Given problem - Turn the lines below into a numbered list, skipping any blank lines.

Materials provided -

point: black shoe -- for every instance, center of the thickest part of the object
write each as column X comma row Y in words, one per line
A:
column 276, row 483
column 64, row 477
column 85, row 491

Reply -
1. point: black shoe -- for every instance, center of the thickest part of the object
2. write each as column X comma row Y in words, one per line
3. A:
4. column 276, row 483
5. column 64, row 477
6. column 85, row 491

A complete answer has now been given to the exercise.